» Zadania do wykonania
A. Wymień wszystkie osoby, które tekst o zespole Right Said Fred przywołuje z imienia i nazwiska.
B. Podaj dalszy ciąg tekstu o zespole Right Said Fred, zaczynając od miejsca po jego ostatnim zdaniu.

» Fragment do przeczytania
##########
Nikt nie chciał marnować na niego pieniędzy. Dziś hit "I'm Too Sexy" zna cały świat
Zaczęło się od niewinnego żartu, skończyło się wielkim przebojem. Grupa Right Said Fred zrobiła furorę na świecie dzięki piosence "I'm Too Sexy”, chociaż trzeba przyznać, że nie wszyscy zrozumieli ironię w tekście. Przedstawiciele wytwórni płytowych i agent zespołu nawet się nie uśmiechnęli po przesłuchaniu utworu, chyba że liczymy kurtuazyjny uśmiech przy wypowiadaniu klasycznego: "Dziękujemy, zadzwonimy do państwa". Muzycy usłyszeli też, że szkoda ich pieniędzy na profesjonalne nagranie, bo to się nigdy nie uda. Nie uwierzyli - i to był ich największy sukces.
Niewiele jest zespołów, które musiały mówić "Nie, to wcale nie tak" równie często jak Right Said Fred. Połowa świata była na przykład przekonana, że grupę tworzyły tylko dwie osoby. Fakt, dzisiaj to duet - bo formacja nadal działa - ale przez siedem lat, właśnie w czasie największych sukcesów, grał tam również gitarzysta Rob Manzoli. Niektórzy nieźle się też zdziwili, kiedy okazało się, że dwaj najbardziej charakterystyczni muzycy (sorry, Rob) to bracia: Fred Fairbrass i Richard Fairbrass.
To nie koniec niespodzianek. Right Said Fred może i sprawiali wrażenie przypadkowych chłopaków, którzy tworzą bezpretensjonalny pop, ale to profesjonalni, do tego świetni muzycy. Fred grywał na gitarze z innymi artystami i pojawił się między innymi w filmie Boba Dylana "Hearts of Fire". Wokalista Richard był natomiast wziętym basistą, którego na sesje zatrudniali na przykład Boy George, David Bowie i Mick Jagger. Zaskoczeni? W takim razie jeszcze jeden smaczek: przed Right Said Fred bracia działali w zespole The Actors, który supportował takie legendy jak Suicide i Joy Division. Nieźle, prawda? Kiedy muzycy poszli "na swoje", wybrali nazwę Right Said Fred, bo zainspirowali się przebojem Bernarda Cribbinsa z lat 60., a skoro w zespole był Fred, to aż się prosiło o skorzystanie z okazji.
##########
» Podane wiersze

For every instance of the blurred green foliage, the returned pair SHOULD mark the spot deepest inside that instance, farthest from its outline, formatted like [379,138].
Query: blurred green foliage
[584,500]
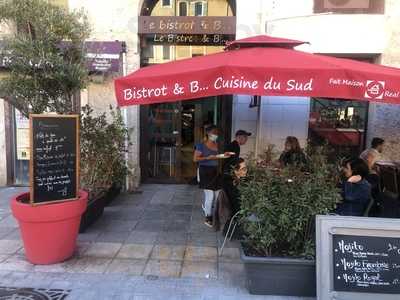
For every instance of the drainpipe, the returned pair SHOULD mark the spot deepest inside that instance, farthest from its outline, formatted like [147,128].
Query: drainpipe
[125,111]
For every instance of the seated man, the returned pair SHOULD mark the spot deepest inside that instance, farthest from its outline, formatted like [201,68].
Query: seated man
[356,191]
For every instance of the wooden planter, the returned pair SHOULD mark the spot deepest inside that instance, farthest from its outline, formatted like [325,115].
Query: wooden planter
[279,276]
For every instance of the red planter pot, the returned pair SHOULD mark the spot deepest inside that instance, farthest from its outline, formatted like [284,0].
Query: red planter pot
[49,231]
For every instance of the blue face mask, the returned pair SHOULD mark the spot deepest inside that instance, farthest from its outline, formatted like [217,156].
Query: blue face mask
[213,137]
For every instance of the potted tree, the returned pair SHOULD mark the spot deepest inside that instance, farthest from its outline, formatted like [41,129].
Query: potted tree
[46,73]
[277,217]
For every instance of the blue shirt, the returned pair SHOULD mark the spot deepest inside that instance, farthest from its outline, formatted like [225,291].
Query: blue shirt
[205,151]
[356,197]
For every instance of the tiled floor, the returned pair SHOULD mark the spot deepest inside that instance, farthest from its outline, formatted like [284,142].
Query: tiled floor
[151,245]
[158,232]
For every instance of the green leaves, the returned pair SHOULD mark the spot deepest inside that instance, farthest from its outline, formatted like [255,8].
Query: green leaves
[103,147]
[285,204]
[44,75]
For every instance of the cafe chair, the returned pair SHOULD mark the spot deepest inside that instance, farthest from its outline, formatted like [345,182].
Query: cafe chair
[229,232]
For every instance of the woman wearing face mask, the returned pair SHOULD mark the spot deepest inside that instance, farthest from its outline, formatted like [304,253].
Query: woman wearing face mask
[205,155]
[356,191]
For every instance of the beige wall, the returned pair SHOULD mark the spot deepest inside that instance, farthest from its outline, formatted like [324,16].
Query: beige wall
[384,120]
[116,20]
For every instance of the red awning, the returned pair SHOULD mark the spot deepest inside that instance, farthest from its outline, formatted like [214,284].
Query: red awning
[262,66]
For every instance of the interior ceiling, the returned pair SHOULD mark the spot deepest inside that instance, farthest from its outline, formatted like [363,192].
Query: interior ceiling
[150,4]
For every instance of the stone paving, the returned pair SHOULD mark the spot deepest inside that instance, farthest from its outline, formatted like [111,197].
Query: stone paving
[152,245]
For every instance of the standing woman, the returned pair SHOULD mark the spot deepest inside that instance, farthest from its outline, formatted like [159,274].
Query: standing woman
[205,155]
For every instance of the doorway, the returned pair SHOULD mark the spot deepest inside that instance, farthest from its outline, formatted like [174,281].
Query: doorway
[169,132]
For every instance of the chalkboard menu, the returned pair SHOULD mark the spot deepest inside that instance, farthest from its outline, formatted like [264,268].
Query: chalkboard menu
[366,264]
[54,164]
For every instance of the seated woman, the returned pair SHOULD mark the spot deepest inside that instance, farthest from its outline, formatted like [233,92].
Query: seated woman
[356,191]
[292,155]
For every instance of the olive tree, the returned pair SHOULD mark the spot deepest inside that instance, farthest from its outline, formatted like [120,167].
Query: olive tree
[46,56]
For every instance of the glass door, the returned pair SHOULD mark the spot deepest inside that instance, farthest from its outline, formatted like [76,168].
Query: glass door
[169,132]
[161,142]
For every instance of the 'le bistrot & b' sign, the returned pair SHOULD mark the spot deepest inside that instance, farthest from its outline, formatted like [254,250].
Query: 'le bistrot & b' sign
[54,164]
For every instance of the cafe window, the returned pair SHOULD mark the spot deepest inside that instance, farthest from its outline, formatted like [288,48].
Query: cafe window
[199,9]
[339,124]
[166,3]
[350,6]
[183,8]
[166,52]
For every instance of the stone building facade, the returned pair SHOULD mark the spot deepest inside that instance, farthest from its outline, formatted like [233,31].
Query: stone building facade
[372,33]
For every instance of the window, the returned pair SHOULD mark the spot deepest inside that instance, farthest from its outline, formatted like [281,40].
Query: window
[166,52]
[166,3]
[183,8]
[340,124]
[350,6]
[199,9]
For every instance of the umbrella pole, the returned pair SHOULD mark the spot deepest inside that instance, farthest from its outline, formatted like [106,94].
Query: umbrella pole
[259,123]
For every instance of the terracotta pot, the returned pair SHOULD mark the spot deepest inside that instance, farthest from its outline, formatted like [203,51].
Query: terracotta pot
[49,231]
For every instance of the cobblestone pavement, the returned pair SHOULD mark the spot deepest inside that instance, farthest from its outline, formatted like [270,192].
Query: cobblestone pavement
[152,245]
##########
» Odpowiedzi do ćwiczenia
A. Rob Manzoli, Fred Fairbrass, Richard Fairbrass, Bob Dylan, Boy George, David Bowie, Mick Jagger, Bernard Cribbins

B.
Ambitne piosenki? Do kosza!
"I’m Too Sexy" było pierwszym singlem zespołu, do tego z debiutanckiej płyty. Największy przebój w karierze na sam początek działalności? Dla jednych to jak wygrana na loterii, dla innych przekleństwo. Muzycy Right Said Fred mieli to szczęście, że byli już doświadczeni w branży, więc wiedzieli, ile trzeba się napracować, żeby cokolwiek osiągnąć. Nawet jeśli mieliby na zawsze zostać "kolesiami od 'I'm Too Sexy'", nie mieli z tym problemu. Skoro mowa o pracy, to pod koniec lat 80. bracia wyjechali do Nowego Jorku. Próbowali przebić się ze swoją muzyką, ale też "normalnie" pracowali: Richard w klubie, a Fred w firmie odzieżowej.
W Stanach muzycy często chodzili na imprezy, więc spotykali ludzi z branży i nasłuchali się historii o zniszczonych karierach, fatalnych współpracownikach oraz zmarnowanych okazjach. Fairbrassowie wrócili do Londynu z nowym podejściem do życia. Ambitne piosenki? Nikt nie będzie tego słuchać. Bracia wyrzucili do kosza wszystko, co do tej pory napisali, rozpoczęli też nowy rozdział w życiu, właśnie pod szyldem Right Said Fred. Robowi, swojemu gitarzyście powiedzieli wprost, że sporo już w życiu przeszli i potrzebują nowego początku. Czegoś świeżego, nieskomplikowanego i chwytliwego.
Siłownia pełna narcyzów
Richard i Fred wspominali, że za oceanem spotkali wielu narcyzów, ludzi, którzy najbardziej na świecie kochali siebie, a potem uwielbienie w oczach innych. Kiedy muzycy wrócili do Europy, okazało się, że trafili z deszczu pod rynnę. Bracia prowadzili siłownię w Londynie i na co dzień obserwowali ludzi, których najbardziej interesował nie sprzęt w sali, lecz wielkie lustra. Artyści nawet czasem nabijali się z bywalców obiektu, którzy potrafili spędzać pół treningu wyłącznie na napinaniu mięśni i podziwianiu swojego odbicia. To między innymi o nich jest "I'm Too Sexy".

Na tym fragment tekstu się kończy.